### Given information

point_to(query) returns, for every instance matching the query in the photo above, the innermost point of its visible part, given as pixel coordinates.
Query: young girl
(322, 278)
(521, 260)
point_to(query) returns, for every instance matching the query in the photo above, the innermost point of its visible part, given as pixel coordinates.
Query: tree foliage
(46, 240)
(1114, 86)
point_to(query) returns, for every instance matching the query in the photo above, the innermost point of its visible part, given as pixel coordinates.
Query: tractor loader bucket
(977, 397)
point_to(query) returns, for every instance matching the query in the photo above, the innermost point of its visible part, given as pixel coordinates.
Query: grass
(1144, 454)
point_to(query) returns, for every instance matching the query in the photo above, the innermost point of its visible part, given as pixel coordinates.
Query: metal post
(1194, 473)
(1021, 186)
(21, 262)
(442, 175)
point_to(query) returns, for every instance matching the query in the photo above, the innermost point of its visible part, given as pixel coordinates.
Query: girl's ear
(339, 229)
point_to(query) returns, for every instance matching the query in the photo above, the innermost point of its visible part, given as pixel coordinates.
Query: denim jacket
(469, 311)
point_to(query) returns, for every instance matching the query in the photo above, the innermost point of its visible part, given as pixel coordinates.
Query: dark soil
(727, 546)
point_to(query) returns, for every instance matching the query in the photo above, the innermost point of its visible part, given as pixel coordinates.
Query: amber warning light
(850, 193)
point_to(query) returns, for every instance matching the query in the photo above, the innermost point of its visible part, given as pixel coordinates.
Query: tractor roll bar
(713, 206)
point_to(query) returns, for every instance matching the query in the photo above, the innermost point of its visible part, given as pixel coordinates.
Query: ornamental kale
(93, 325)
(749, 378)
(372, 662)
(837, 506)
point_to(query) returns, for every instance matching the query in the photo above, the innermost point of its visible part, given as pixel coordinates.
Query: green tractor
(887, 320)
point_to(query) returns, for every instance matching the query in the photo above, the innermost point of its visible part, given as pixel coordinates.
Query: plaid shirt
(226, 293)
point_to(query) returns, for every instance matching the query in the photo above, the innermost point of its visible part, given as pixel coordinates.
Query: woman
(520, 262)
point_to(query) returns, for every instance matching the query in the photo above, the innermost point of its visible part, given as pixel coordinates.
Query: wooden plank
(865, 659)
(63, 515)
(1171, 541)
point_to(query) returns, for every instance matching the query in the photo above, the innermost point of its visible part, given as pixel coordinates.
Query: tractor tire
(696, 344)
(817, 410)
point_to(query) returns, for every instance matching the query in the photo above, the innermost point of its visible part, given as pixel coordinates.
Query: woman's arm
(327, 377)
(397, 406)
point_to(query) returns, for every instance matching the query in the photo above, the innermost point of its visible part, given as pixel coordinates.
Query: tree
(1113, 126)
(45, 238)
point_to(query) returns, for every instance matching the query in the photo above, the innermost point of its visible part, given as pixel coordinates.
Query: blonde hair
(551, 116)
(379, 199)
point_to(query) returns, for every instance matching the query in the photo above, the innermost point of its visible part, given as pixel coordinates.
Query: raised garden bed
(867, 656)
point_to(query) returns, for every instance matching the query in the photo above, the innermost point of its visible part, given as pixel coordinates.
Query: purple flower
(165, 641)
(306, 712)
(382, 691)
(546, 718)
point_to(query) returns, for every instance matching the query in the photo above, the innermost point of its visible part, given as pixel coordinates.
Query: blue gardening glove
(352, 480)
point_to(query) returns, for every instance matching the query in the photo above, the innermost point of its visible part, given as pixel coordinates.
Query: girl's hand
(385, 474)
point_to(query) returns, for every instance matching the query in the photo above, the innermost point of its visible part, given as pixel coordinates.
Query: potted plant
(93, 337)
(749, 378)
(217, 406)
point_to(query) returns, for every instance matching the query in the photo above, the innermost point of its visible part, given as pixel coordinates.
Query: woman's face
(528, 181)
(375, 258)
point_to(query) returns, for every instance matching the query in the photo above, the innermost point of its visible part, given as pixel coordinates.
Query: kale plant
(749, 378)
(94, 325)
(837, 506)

######

The problem: Repeat the whole listing above, word for word.

Solution to the exercise:
point_to(query) returns, for every instance matching the query in the photo above, the innermost point of its visible part, given as pixel coordinates.
Query: young girl
(322, 278)
(521, 260)
point_to(query) returns, for every instance matching the query in the photo above, the innermost point of its visible part, given as pixel coordinates.
Query: tree foliage
(46, 240)
(1114, 86)
point_to(query) returns, for every instance matching the query in the photo above, the innermost point of its visible part, given as pixel coordinates.
Query: tractor loader bucket
(977, 397)
point_to(query) returns, for every instance matching the query in the photo above, the innermost point of its visible part, given as pixel coordinates.
Query: grass
(1144, 454)
point_to(query) returns, for every instance matching the query in the photo above, the innermost point of its visible part, given as pixel coordinates.
Query: metal post
(1194, 473)
(1021, 186)
(21, 262)
(442, 175)
point_to(query) returns, for every instance matching the query in the photo above, the innermost point of its visible part, given as pixel coordinates.
Query: girl's ear
(339, 229)
point_to(query) returns, for every instance matching the query in the photo above, the innermost point of its visible part, given as pixel coordinates.
Query: denim jacket
(469, 311)
point_to(query) returns, for every instance matching the query in the photo above, the innermost point of its visible part, given as pixel coordinates.
Query: dark soil
(727, 546)
point_to(query) returns, for every instance matching the query in the photo above, the innermost point of its visible part, given as pixel coordinates.
Query: amber warning light
(850, 193)
point_to(query) returns, for every instance matching the query in the photo above, the innermost point of its visible part, given as pixel coordinates.
Query: tractor roll bar
(713, 206)
point_to(query) returns, for every instance matching the query in the photo above, the innermost point of its visible part, given as pixel coordinates.
Query: ornamental kale
(93, 325)
(749, 378)
(372, 662)
(837, 506)
point_to(query) returns, for every instance matching the query in the photo above, the innermost point of its visible part, given as pixel coordinates.
Query: green tractor
(887, 320)
point_to(query) returns, for every instance matching the query in the photo above, the innermost point of its visible part, given as pixel coordinates.
Query: plaid shirt
(226, 293)
point_to(query) returns, for every instance matching the query in the photo above, the innermost point of its visible part, given as pixel coordinates.
Query: woman
(520, 262)
point_to(query) returns, for every instance matching the query in the photo above, the innermost point of its visible part, given as pixel coordinates.
Query: wooden plank
(865, 659)
(63, 515)
(1171, 541)
point_to(query) returns, for every instance matching the query in the photo above, the innermost point of its visible part, given as pixel coordinates.
Query: tractor tire
(696, 344)
(817, 410)
point_to(query) returns, for every instance matching the query in the photo above, the innermost point of its visible part, given as pixel coordinates.
Query: woman's arm
(327, 377)
(397, 406)
point_to(query) returns, for every instance matching the query in the photo above, the innermost point of its visible part, given as pixel coordinates.
Query: tree
(1113, 126)
(45, 238)
point_to(query) returns, for every instance matching the query in the photo above, the innermost point of its visible part, given as pixel coordinates.
Query: blonde hair
(551, 116)
(379, 199)
point_to(query) returns, for every instance matching the query in the photo above, the innermost point of its visible part, given as pixel coordinates.
Query: raised garden bed
(867, 656)
point_to(query) returns, for every instance matching the query in the photo above, the innermost point of its visible part, given as pixel coordinates.
Query: purple flower
(165, 641)
(306, 712)
(382, 691)
(546, 718)
point_to(query) returns, for every instance matching the query in the photo above, the innermost point of its visible part, given as pixel coordinates.
Query: blue gardening glove
(352, 480)
point_to(query) returns, for every instance matching the query in the photo above, the innermost point of its visible part, given as pixel coordinates.
Query: girl's hand
(385, 474)
point_to(query) returns, for every instance matching the query in the photo above, the innermost point of its visible part, given as pixel coordinates.
Query: potted plant
(93, 337)
(749, 378)
(217, 406)
point_to(query) returns, for every instance matching the query in the photo above, the innermost point of its visible part, given as pixel coordinates.
Query: woman's face
(528, 181)
(375, 258)
point_to(query) returns, for every instance matching the query in the photo above, the innermost point of its visible part, given as pixel coordinates.
Query: kale plant
(749, 378)
(94, 325)
(837, 506)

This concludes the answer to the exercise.